Document section
########

Melanie Nind introduces a new Open University course with benefits for everyone

Special and inclusive education is an area of rapid change. Recent years have seen not only legislative change in the disability discrimination area, and a major shift in Government promotion of inclusive policies, but also new rights for parents and changes in Ofsted's inspection of inclusion. Now the 2003 Green Paper "Every Child Matters" promises major developments in the way professionals work together and, along with new strategy, Removing Barriers to Achievement, will bring together the last five years of policy change, with inclusion and joined-up thinking underpinning plans for the future.

Alongside the need to keep up-to-date with the onslaught of policy initiatives there is a pressing need not to lose sight of the lasting issues of what makes for quality teaching and learning for all. The challenge is to share information about policy initiatives, but also to give teachers the tools and confidence to appraise those initiatives critically so they can implement change in a principled way. The Open University (OU) inclusive education courses, which used to attract mainly teachers, now attract para-professionals, parents, administrators and people with an interest in social justice.

Professional development courses bring wider educational and life-changing benefits. Teaching assistants bring with them rich experience, which, in the spirit of inclusive education, needs to be valued and built upon.

########

Required task 1
Translate this sentence from the article on inclusive education into Spanish: "Professional development courses bring wider educational and life-changing benefits."
Required task 2
Rewrite the lines of the listing between the line containing "door, then report the bounding box." and the line containing "[82,188,223,235]", inclusive, as a numbered list, leaving out any blank lines.

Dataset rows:

########

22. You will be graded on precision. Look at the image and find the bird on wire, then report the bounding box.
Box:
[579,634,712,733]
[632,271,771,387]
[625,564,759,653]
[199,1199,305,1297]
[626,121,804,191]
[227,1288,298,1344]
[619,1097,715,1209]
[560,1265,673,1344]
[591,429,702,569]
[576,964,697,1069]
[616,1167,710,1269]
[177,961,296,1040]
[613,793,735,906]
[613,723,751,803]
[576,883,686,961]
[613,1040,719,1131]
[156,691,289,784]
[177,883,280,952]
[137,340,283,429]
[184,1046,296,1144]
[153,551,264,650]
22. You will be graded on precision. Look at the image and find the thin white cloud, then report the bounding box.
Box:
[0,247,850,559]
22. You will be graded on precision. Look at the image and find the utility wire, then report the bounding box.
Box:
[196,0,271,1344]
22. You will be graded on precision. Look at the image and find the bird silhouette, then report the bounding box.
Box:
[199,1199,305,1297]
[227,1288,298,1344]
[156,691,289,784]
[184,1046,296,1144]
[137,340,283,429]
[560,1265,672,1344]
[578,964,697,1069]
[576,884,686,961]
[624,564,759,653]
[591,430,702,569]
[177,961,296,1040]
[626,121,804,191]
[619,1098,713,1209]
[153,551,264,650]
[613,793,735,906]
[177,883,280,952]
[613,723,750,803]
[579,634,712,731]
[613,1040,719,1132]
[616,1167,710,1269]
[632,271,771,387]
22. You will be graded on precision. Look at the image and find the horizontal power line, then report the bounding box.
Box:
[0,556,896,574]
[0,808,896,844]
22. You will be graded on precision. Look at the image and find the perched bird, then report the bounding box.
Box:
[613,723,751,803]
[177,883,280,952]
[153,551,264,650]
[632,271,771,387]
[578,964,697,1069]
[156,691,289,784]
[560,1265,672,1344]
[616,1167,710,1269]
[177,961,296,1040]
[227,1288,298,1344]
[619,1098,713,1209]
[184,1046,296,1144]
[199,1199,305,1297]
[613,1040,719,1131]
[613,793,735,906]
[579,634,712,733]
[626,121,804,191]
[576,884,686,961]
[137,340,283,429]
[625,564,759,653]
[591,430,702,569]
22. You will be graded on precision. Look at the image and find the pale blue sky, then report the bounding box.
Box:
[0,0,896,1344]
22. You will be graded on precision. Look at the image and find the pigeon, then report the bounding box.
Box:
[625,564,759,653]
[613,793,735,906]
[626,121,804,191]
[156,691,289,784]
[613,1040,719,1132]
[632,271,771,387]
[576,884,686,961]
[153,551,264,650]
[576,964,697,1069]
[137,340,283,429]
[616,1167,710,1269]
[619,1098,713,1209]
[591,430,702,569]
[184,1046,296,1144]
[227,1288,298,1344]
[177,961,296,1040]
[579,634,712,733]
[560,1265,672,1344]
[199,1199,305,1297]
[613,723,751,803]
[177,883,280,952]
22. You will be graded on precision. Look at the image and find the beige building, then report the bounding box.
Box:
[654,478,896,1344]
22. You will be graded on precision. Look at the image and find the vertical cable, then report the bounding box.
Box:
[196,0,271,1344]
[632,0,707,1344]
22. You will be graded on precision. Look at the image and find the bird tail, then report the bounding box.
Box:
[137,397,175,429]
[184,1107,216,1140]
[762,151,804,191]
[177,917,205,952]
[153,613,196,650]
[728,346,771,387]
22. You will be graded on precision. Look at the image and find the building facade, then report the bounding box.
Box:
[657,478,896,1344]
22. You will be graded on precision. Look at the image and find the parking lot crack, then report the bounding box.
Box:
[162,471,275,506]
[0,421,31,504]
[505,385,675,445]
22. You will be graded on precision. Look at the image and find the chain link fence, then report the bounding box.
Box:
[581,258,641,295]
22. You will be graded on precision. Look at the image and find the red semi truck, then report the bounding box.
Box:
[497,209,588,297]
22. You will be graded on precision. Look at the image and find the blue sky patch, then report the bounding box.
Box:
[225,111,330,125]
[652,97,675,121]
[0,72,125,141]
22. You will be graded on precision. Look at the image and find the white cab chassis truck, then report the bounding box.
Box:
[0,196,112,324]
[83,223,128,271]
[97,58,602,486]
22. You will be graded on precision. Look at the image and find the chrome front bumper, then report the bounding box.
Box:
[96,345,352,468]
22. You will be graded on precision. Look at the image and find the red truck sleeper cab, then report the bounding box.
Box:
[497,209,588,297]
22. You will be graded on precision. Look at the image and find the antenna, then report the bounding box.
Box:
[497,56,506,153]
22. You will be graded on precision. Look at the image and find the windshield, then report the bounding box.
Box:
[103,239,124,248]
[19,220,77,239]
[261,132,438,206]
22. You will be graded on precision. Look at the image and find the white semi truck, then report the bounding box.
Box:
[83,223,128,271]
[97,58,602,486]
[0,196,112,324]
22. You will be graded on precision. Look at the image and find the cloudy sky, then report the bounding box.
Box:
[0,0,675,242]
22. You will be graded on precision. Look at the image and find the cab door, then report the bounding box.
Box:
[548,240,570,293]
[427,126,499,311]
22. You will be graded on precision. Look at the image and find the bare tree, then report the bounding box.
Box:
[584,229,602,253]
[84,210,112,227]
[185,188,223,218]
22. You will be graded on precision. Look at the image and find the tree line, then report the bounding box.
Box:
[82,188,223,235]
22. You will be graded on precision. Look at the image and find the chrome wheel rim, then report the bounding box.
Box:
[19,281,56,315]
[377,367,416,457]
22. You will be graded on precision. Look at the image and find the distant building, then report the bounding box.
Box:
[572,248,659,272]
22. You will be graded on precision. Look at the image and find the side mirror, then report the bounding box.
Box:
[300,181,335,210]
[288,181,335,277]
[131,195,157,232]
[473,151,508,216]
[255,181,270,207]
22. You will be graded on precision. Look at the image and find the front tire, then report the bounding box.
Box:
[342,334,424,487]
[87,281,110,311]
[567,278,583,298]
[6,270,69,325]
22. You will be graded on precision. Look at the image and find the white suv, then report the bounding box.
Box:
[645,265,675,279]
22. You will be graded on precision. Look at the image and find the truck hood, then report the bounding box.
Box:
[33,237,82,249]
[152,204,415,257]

########

Complete output 1
Los cursos de desarrollo profesional aportan beneficios educativos más amplios y que transforman la vida.

Complete output 2
1. 22. You will be graded on precision. Look at the image and find the cab door, then report the bounding box.
2. Box:
3. [548,240,570,293]
4. [427,126,499,311]
5. 22. You will be graded on precision. Look at the image and find the bare tree, then report the bounding box.
6. Box:
7. [584,229,602,253]
8. [84,210,112,227]
9. [185,188,223,218]
10. 22. You will be graded on precision. Look at the image and find the tree line, then report the bounding box.
11. Box:
12. [82,188,223,235]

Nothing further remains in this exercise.